PROBLEM STATEMENT ->
Reproduce word for word the lines of the entries below, starting at the line that contains "Find the cloudy" and ending after the line that contains "1L0 0L0 72L9".

BEGIN INFORMATION PROVIDED

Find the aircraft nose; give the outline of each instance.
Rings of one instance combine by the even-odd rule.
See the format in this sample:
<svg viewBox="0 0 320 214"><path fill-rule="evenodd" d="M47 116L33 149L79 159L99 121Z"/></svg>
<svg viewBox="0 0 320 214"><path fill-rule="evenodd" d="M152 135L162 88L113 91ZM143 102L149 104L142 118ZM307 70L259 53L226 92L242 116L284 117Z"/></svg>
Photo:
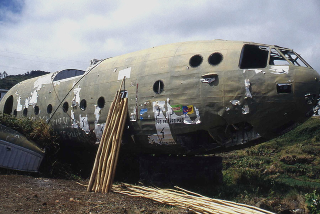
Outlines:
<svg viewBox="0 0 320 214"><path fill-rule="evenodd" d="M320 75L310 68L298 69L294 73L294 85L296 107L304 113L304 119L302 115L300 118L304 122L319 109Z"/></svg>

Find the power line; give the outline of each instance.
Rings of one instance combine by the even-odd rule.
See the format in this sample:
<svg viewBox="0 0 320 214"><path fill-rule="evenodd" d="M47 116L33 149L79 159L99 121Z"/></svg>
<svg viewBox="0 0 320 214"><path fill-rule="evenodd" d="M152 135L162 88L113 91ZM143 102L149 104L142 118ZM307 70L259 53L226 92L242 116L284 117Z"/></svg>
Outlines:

END INFORMATION PROVIDED
BEGIN INFORMATION PROVIDED

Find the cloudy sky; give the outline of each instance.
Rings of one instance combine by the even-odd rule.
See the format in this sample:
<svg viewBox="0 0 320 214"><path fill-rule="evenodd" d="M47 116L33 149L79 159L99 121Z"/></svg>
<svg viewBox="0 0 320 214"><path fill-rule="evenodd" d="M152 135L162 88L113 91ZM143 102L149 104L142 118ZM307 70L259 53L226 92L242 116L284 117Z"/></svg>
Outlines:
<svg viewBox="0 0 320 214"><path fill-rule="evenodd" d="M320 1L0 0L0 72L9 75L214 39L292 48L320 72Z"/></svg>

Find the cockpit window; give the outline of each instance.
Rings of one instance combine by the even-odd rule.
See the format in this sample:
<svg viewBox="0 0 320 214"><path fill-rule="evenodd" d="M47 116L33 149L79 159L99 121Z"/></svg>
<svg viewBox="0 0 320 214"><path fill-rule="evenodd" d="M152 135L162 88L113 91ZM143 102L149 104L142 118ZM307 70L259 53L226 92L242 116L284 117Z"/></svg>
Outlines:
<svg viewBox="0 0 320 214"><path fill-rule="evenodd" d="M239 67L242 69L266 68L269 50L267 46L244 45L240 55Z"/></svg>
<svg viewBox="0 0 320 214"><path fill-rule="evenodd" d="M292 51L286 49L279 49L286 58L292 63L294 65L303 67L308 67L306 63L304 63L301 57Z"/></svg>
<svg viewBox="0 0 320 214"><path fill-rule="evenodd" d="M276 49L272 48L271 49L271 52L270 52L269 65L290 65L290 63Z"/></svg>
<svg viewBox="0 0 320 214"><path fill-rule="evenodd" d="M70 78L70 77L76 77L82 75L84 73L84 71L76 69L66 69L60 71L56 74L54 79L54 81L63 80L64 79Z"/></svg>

END INFORMATION PROVIDED

TASK SOLUTION ->
Find the cloudy sky; give the outline of each instance.
Rings of one instance combine by the even-odd rule.
See the format in this sample:
<svg viewBox="0 0 320 214"><path fill-rule="evenodd" d="M47 116L33 149L79 159L99 121Z"/></svg>
<svg viewBox="0 0 320 214"><path fill-rule="evenodd" d="M152 135L162 88L113 91ZM143 102L149 104L142 118ZM307 70L259 53L226 92L242 116L284 117Z"/></svg>
Outlines:
<svg viewBox="0 0 320 214"><path fill-rule="evenodd" d="M320 1L0 0L0 72L9 75L214 39L292 48L320 72Z"/></svg>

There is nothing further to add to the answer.